◆ **ASSIGNMENT**:
Reproduce the entries in full, with no changes.

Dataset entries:
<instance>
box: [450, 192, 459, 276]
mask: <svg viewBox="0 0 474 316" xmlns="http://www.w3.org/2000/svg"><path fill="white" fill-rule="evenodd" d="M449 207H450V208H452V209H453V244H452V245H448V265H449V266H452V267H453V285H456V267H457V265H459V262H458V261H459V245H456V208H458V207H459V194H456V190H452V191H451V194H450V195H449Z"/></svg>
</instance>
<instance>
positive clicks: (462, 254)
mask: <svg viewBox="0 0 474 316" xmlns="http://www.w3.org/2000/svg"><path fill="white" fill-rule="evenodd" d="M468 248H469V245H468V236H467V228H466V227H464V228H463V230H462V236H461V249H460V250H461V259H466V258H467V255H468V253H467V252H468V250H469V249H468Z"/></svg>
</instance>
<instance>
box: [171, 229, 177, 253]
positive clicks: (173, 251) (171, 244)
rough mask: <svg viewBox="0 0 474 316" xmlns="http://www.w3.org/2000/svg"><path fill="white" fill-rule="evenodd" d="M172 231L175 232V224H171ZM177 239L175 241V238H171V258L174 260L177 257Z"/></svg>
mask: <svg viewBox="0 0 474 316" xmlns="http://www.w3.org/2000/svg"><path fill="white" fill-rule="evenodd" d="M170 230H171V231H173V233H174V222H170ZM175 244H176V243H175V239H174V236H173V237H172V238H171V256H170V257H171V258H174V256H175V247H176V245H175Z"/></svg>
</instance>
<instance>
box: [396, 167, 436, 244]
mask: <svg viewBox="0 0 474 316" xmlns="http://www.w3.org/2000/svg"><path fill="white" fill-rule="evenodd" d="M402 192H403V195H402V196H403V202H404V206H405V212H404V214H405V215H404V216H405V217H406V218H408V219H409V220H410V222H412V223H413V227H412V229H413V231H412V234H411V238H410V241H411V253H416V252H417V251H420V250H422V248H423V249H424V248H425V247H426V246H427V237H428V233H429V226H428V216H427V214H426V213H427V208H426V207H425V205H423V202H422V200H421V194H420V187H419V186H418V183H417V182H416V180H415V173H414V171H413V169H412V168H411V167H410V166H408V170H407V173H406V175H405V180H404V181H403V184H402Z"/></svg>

◆ **RESPONSE BOX**:
<instance>
box: [450, 192, 459, 276]
mask: <svg viewBox="0 0 474 316" xmlns="http://www.w3.org/2000/svg"><path fill="white" fill-rule="evenodd" d="M449 207H450V208H452V209H453V244H452V245H448V265H449V266H452V267H453V285H456V267H457V265H459V262H458V261H459V245H456V208H458V207H459V194H456V190H452V191H451V194H450V195H449Z"/></svg>
</instance>
<instance>
positive clicks: (462, 254)
mask: <svg viewBox="0 0 474 316" xmlns="http://www.w3.org/2000/svg"><path fill="white" fill-rule="evenodd" d="M468 248H469V245H468V236H467V228H466V227H464V228H463V230H462V236H461V249H460V250H461V259H466V258H467V255H468V253H467V252H468V250H469V249H468Z"/></svg>
</instance>
<instance>
box: [171, 229, 177, 253]
positive clicks: (173, 251) (171, 244)
rough mask: <svg viewBox="0 0 474 316" xmlns="http://www.w3.org/2000/svg"><path fill="white" fill-rule="evenodd" d="M172 231L175 232V224H171ZM177 239L175 241V238H171V258L174 260L177 257Z"/></svg>
mask: <svg viewBox="0 0 474 316" xmlns="http://www.w3.org/2000/svg"><path fill="white" fill-rule="evenodd" d="M170 230H171V231H173V233H174V222H170ZM175 244H176V243H175V239H174V236H173V237H172V238H171V256H170V257H171V258H174V256H175V247H176V245H175Z"/></svg>
</instance>
<instance>
box: [396, 167, 436, 244]
mask: <svg viewBox="0 0 474 316" xmlns="http://www.w3.org/2000/svg"><path fill="white" fill-rule="evenodd" d="M402 192H403V195H402V196H403V202H404V206H405V212H404V214H405V215H404V216H405V217H406V218H408V219H409V220H410V222H412V223H413V227H412V229H413V231H412V234H411V238H410V241H411V253H416V252H417V251H420V250H422V248H423V249H424V248H425V247H426V246H427V237H428V233H429V226H428V216H427V214H426V213H427V208H426V207H425V205H423V202H422V200H421V194H420V187H419V186H418V183H417V182H416V180H415V173H414V171H413V169H412V168H411V167H410V166H408V170H407V173H406V175H405V180H404V181H403V184H402Z"/></svg>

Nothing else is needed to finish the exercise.